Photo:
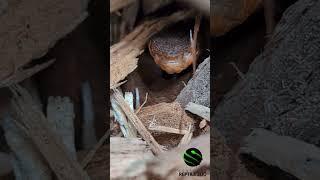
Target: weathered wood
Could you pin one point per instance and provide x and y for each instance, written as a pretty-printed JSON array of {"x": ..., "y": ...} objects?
[
  {"x": 291, "y": 155},
  {"x": 199, "y": 110},
  {"x": 128, "y": 156},
  {"x": 198, "y": 88},
  {"x": 30, "y": 28},
  {"x": 133, "y": 118},
  {"x": 280, "y": 90},
  {"x": 32, "y": 121}
]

-- -- --

Copy out the listing above without the pictures, keeping every request as is and raising each x and y coordinate in the answers by 13.

Photo:
Target: weathered wood
Could you pin one point per instance and provide x and y for each instance, written as a pretty-printed JSON array of {"x": ..., "y": ...} objects?
[
  {"x": 304, "y": 168},
  {"x": 212, "y": 123},
  {"x": 141, "y": 169},
  {"x": 211, "y": 101},
  {"x": 43, "y": 41},
  {"x": 146, "y": 131},
  {"x": 293, "y": 103},
  {"x": 45, "y": 134}
]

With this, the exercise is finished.